REQUIREMENT: Check every line of the entries below for the word "white", and copy the ones that have it.

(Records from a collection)
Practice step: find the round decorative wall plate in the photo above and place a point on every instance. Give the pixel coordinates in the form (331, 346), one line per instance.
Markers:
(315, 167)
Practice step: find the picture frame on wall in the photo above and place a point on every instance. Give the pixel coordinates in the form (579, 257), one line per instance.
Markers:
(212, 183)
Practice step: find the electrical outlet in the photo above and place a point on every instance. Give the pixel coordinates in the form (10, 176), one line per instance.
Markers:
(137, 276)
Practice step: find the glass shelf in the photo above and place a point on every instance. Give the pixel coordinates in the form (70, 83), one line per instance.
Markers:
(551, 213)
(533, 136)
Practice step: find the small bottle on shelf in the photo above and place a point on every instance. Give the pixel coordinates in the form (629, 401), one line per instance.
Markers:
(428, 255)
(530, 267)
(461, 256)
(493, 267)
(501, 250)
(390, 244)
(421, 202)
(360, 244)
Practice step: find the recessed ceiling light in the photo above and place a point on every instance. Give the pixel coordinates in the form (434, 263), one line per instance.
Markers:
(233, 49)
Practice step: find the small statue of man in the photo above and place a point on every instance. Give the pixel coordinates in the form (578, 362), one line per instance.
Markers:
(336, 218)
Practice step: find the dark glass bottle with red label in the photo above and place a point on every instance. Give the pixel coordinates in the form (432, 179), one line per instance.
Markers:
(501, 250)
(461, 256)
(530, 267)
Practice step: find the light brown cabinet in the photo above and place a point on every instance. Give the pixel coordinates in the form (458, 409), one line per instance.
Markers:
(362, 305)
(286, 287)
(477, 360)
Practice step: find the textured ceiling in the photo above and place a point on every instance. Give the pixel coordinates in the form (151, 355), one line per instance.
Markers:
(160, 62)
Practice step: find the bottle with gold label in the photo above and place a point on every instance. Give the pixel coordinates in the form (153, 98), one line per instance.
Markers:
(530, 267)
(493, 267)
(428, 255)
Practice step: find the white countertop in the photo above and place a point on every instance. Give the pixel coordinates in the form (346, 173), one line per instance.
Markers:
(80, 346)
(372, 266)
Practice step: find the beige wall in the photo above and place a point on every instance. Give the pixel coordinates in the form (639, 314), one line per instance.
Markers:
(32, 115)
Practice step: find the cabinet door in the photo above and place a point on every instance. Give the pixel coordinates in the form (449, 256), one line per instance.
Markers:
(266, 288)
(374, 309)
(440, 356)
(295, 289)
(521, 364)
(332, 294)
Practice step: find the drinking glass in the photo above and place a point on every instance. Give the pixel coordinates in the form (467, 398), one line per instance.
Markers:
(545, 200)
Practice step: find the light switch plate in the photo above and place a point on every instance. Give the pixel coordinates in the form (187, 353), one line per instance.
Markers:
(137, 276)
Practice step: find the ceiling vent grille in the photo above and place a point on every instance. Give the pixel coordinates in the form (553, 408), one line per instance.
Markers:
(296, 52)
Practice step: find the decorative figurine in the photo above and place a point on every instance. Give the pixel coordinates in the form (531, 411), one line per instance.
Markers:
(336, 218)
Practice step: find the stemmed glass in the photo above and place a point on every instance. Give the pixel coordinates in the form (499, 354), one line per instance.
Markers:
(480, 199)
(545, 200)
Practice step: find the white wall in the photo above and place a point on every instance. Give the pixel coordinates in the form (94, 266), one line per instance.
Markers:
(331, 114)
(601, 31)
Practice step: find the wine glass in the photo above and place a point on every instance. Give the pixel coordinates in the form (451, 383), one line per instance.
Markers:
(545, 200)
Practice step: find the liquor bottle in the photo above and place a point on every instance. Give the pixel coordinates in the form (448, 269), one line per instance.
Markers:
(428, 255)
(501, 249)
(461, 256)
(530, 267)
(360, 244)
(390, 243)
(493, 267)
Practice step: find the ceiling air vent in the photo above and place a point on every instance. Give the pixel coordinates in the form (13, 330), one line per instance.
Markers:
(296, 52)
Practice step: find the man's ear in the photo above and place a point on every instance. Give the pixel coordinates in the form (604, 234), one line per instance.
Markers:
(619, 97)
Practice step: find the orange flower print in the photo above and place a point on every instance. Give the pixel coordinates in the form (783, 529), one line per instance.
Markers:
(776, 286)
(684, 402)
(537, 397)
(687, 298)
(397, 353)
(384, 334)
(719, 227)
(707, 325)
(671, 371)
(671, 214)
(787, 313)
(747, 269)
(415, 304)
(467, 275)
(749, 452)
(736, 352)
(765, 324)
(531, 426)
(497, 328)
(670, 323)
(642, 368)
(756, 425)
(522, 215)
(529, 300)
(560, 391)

YOUR RESPONSE:
Practice step: find the white countertop in the photo above and place a point on every instance. Give the pixel coordinates in the form (346, 173), one line per instance.
Practice step: find the white wall in the photo above and place a point on every instance. Give the pixel coordinates in the form (94, 266), one line per instance.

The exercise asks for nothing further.